### DATA PROVIDED ###

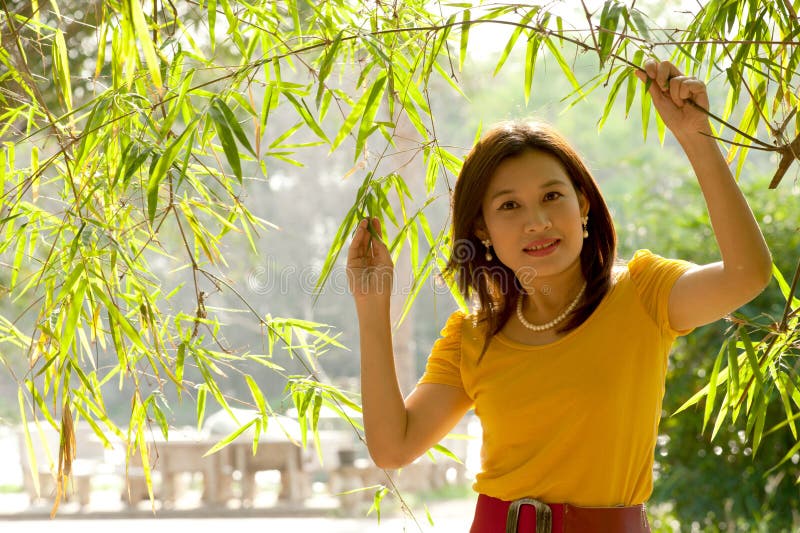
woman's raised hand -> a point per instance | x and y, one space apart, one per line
680 100
370 271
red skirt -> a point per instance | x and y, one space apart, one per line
520 516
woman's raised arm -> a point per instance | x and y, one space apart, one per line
397 430
708 292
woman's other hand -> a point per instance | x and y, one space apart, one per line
370 271
680 100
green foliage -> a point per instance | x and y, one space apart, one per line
123 177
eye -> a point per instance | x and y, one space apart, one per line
552 195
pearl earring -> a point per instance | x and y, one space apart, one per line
488 244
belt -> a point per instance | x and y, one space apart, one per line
528 515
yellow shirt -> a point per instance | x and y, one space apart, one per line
574 421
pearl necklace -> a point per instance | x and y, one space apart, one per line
556 320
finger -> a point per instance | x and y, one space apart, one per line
676 89
696 91
651 68
665 71
359 245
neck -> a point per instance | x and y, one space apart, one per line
547 297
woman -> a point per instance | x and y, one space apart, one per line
564 360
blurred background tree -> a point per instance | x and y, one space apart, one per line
170 170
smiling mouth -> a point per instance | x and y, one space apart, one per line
541 247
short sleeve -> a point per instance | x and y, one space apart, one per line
653 276
444 361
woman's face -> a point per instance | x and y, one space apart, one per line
532 214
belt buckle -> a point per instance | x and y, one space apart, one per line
544 515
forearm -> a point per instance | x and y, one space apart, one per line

###

**THE PROBLEM:** Copy every line of the material above, putting "silver" in place of each "pearl" and changing nothing else. Leave out the pictures.

**RESPONSE BELOW:**
woman's raised hand -> a point per instance | x and y, one space apart, one per line
680 100
370 271
red skirt -> a point per instance | x and y, one space apart, one per line
520 516
woman's raised arm -> a point per instance | x and y, one space apart, one per line
397 430
708 292
woman's other hand -> a point per instance | x and y, one space apart, one per line
370 271
680 100
green foliage -> a point per instance | x and y, one space apart, one per line
123 177
eye -> a point per instance | x and y, one space apart, one per line
552 195
silver earring -> a point per instance | x and y, one space apart, one per line
488 244
belt -> a point per instance | x and y, one space apart, one per line
528 515
yellow shirt -> a point per instance | x and y, one space apart, one per line
574 421
silver necklace -> a point per instance | x and y, one space apart, one per line
556 320
finger -> a point per instance | x and y, one space apart, one per line
676 89
696 91
651 68
665 71
359 245
neck -> a point per instance | x and y, one space apart, one per line
547 297
woman -> a point per instance | x and y, one space apart, one per line
564 360
blurred background tree -> a point per instance | x and y, one space apart, one per line
170 170
smiling mouth -> a point per instance | x and y, one space apart, one per line
541 247
short sleeve -> a point per instance | x and y, one space apart, one per line
653 276
444 361
woman's face -> a point per instance | x and y, one space apart, one per line
532 214
belt buckle -> a point per instance | x and y, one space apart, one per line
544 515
forearm -> a point per instance | x and y, one space apart, one per line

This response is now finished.